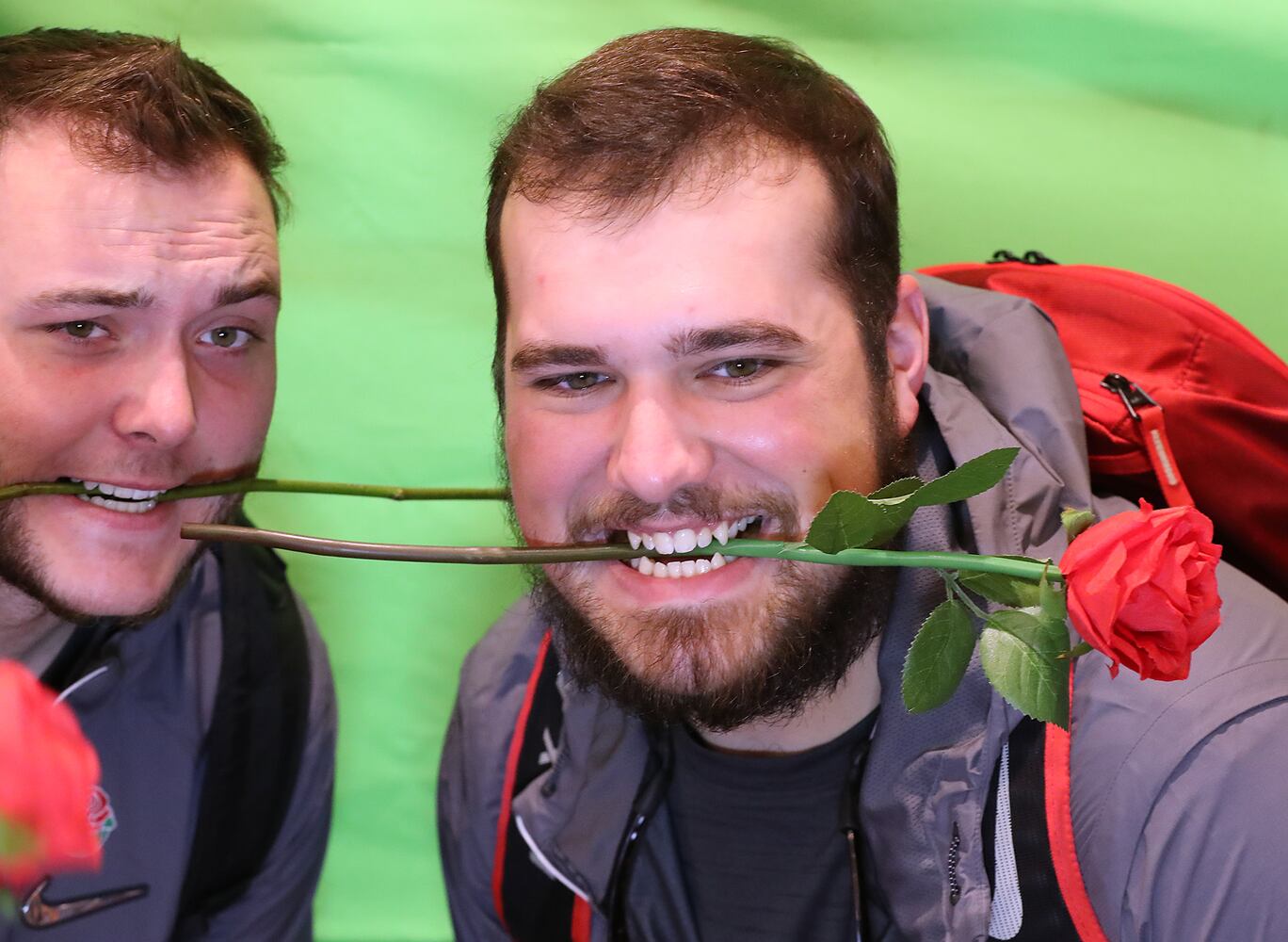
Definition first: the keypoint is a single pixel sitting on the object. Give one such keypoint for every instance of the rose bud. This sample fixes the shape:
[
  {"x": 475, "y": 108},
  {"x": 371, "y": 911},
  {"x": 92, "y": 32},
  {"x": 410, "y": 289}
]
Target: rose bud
[
  {"x": 1141, "y": 588},
  {"x": 48, "y": 772}
]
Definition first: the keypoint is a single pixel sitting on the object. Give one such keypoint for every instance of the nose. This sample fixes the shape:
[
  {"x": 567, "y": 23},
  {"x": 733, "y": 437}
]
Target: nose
[
  {"x": 657, "y": 450},
  {"x": 157, "y": 406}
]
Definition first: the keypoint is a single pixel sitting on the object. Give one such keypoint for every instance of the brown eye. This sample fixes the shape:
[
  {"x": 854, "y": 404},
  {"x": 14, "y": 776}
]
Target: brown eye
[
  {"x": 227, "y": 338},
  {"x": 81, "y": 330},
  {"x": 741, "y": 368}
]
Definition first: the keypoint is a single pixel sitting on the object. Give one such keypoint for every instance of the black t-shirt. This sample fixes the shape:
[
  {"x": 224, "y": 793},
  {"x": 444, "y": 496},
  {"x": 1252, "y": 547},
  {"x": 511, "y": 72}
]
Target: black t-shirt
[{"x": 760, "y": 839}]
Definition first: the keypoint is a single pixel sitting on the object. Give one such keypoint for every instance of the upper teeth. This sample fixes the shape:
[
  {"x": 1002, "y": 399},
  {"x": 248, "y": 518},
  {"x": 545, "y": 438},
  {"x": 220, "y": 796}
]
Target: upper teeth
[
  {"x": 668, "y": 542},
  {"x": 121, "y": 493}
]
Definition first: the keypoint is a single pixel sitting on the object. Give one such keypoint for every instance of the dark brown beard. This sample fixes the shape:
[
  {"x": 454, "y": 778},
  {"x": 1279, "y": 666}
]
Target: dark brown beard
[
  {"x": 812, "y": 642},
  {"x": 20, "y": 567},
  {"x": 808, "y": 634}
]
════
THE REQUEST
Express every line of the data above as a Markdown table with two columns, Row and Line, numbering the rows and skipping any blank lines. Leave the pictures out.

TASK OUTPUT
| Row | Line |
|---|---|
| 1 | Definition first: the keypoint is a single pixel sitting on the object. Give one such keypoint for every instance of the rose bud. This sample fixes the shape: |
| 2 | [ |
| 3 |   {"x": 475, "y": 108}, |
| 4 |   {"x": 371, "y": 911}, |
| 5 |   {"x": 92, "y": 32}, |
| 6 |   {"x": 410, "y": 289} |
| 7 | ] |
| 8 | Target: rose bud |
| 9 | [ |
| 10 |   {"x": 1141, "y": 588}, |
| 11 |   {"x": 48, "y": 772} |
| 12 | ] |
| 13 | Definition first: the keypoint is a single pixel sitting on the object. Give one such keypoint for every instance of the nose. This sample fixes the shape: |
| 14 | [ |
| 15 |   {"x": 567, "y": 23}, |
| 16 |   {"x": 733, "y": 437} |
| 17 | ] |
| 18 | Target: nose |
| 19 | [ |
| 20 |   {"x": 657, "y": 450}, |
| 21 |   {"x": 157, "y": 406} |
| 22 | ] |
| 23 | Definition first: the keypoint is a single pixel sitting on the object. Give one such keypoint for every instance of the brown eye. This sample fixes the shape: |
| 24 | [ |
| 25 |   {"x": 854, "y": 404}, |
| 26 |   {"x": 14, "y": 776} |
| 27 | ] |
| 28 | Target: brown eye |
| 29 | [ |
| 30 |   {"x": 227, "y": 338}, |
| 31 |   {"x": 81, "y": 330}, |
| 32 |   {"x": 741, "y": 368} |
| 33 | ] |
| 34 | Definition first: the keypoint is a single pixel sitting on the object. Give one such keypoint for every instance of the black t-shirt. This sample fixes the shape: |
| 35 | [ |
| 36 |   {"x": 224, "y": 793}, |
| 37 |   {"x": 444, "y": 496}, |
| 38 |   {"x": 1252, "y": 547}, |
| 39 |   {"x": 511, "y": 72} |
| 40 | ] |
| 41 | Target: black t-shirt |
| 42 | [{"x": 760, "y": 839}] |
| 43 | Definition first: the keypoint is a single pixel sitting on the object. Give one such keypoint for every instance of the upper teeth. This sample fixes the shape: |
| 44 | [ |
| 45 |   {"x": 1002, "y": 399}, |
| 46 |   {"x": 248, "y": 518}, |
| 47 |   {"x": 545, "y": 438}, |
| 48 |   {"x": 220, "y": 796} |
| 49 | ] |
| 50 | Target: upper teeth |
| 51 | [ |
| 52 |   {"x": 668, "y": 542}, |
| 53 |   {"x": 121, "y": 493} |
| 54 | ] |
| 55 | Definition first: the keypoint is a single pixel sitting on the object. Give one such keypoint for every instance of the dark brown beard. This sample fixes the shape: |
| 56 | [ |
| 57 |   {"x": 454, "y": 778}, |
| 58 |   {"x": 1279, "y": 666} |
| 59 | ] |
| 60 | Target: dark brown beard |
| 61 | [ |
| 62 |   {"x": 812, "y": 642}, |
| 63 |   {"x": 20, "y": 567}, |
| 64 |   {"x": 808, "y": 634} |
| 65 | ] |